#### Activities:
(A) Answer these questions from the decompression passage:
(i) About what share of divers have a patent foramen ovale?
(ii) How many times faster than nitrogen does Bühlmann's model treat helium as moving?
(iii) In the sheep measurements, in which tissues did the real difference between the two gases show up?
(B) Pick up the decompression passage after its last sentence and continue it.

#### Excerpted passage:
↓↓↓

The dial is only part of the picture, though. The same DAN analysis turned up large differences in risk that no GF setting touches. Some of it comes down to who you are: in this data, women developed DCS far more often than men, for reasons still being worked out. Some of it comes from the dive itself. Working hard at depth raised the odds, and so did carrying more than one breathing gas, though that usually just marks a longer or more demanding dive rather than doing harm on its own. Temperature mattered as much as the settings did, and in a way that catches people out: being warm on the bottom helps you soak up gas, while being cold on the way up slows you giving it back, so the dangerous combination is a warm, hard-working bottom followed by a cold, shivery deco.[17 ] And a little of the risk is anatomy. About one diver in four has a small flap between the chambers of the heart, a patent foramen ovale, that can let bubbles slip from the veins across into the arteries. Bubbles on the venous side are usually filtered out harmlessly by the lungs; the ones that cross into the arteries instead ride straight to the brain and other organs, where they do far more harm.[22 ]

One last bit of folklore is worth puncturing: the so-called helium penalty. Because Bühlmann's model treats helium as moving about 2.65 times faster than nitrogen, it asks for longer decompression on trimix, not shorter.[10 ] That feels backwards until you follow it through. Gas that moves out fast also moves in fast, so your tissues take on a lot of helium during the dive, and the model then holds that helium to a tighter limit on the way up. Some divers resent paying the bill. Yet when researchers measured the two gases in sheep, they behaved almost identically in the brain and muscle, the tissues that drive short "bounce" dives, the quick down-and-up kind where only the fast tissues have time to fill. The real difference only showed up in the slowest tissues.[20 ] So the penalty may rest partly on an oversimplification. Even so, Simon Mitchell's warning holds: do not try to dodge it by telling your computer you are on plain nitrox when you are really on trimix.[21 ] Bühlmann may have landed on roughly the right amount of decompression for the wrong reason, and trimming that time just throws away a buffer that works.

Where the agencies stand

Researchers are one thing; what your training tells you is another. Some agencies have begun writing the shift into their published guidance, though they are not all in the same place yet.

↑↑↑

Stored records
↓↓↓

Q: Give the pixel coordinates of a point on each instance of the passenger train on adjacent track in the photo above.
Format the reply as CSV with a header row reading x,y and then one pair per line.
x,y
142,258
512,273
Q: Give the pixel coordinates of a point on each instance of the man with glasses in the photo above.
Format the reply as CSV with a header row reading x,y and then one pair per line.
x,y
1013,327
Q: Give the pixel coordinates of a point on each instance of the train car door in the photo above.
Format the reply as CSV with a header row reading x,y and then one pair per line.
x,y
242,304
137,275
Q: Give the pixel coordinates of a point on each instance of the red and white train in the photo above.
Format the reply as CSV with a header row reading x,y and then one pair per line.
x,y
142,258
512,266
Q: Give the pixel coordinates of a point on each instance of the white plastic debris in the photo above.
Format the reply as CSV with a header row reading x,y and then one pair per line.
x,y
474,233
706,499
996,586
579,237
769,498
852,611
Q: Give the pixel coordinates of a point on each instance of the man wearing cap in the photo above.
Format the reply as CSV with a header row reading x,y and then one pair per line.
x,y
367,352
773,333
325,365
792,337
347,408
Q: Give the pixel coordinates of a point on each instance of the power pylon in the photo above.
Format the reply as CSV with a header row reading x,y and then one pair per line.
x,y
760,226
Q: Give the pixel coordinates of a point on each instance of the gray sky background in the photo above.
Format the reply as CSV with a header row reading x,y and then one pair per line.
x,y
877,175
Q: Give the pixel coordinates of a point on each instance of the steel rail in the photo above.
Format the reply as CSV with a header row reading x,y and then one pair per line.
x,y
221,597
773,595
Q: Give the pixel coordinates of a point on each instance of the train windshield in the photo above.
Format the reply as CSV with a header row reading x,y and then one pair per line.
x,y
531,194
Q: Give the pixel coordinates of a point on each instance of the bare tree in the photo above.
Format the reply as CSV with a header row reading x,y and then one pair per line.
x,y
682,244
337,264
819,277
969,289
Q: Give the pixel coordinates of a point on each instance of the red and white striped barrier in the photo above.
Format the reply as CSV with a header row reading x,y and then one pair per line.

↑↑↑

#### Outputs by task:
(A)
(i) About one diver in four.
(ii) About 2.65 times faster.
(iii) Only in the slowest tissues.

(B)
The most explicit is CMAS, the world underwater federation. Its 2025 fact sheet on gradient factors tells recreational air and nitrox divers to set GF Low equal to GF High, somewhere in the 80 to 90 range (90/90, 85/85, 80/80), and keeps the lower GF Low values for helium mixes. It says in as many words that on air or nitrox a GF Low below GF High forces deep stops that raise the risk of DCS, and it points to the same French, US Navy and Belgian work covered above.[25 ]

PADI's technical arm moved first among the large agencies. In 2019 it dropped the requirement to teach deep-stop strategies, in an article reviewed by Simon Mitchell that pointed straight at the NEDU result, and in 2023 it rebuilt its Tec 40, 45 and 50 courses around current thinking on gradient factors, gas density and deep stops.[26 ] Others have moved more slowly. GUE still lists 20/85 as the default in its DecoPlanner software and technical courses, even as many of its own instructors have drifted toward higher GF Low values,[27 ] and agencies such as TDI publish no fixed gradient-factor figure at all, leaving the choice to the instructor and the diver. If you were taught to dive 30/85 and never told why, that is the reason: the answer you got depended a great deal on who taught you, and when.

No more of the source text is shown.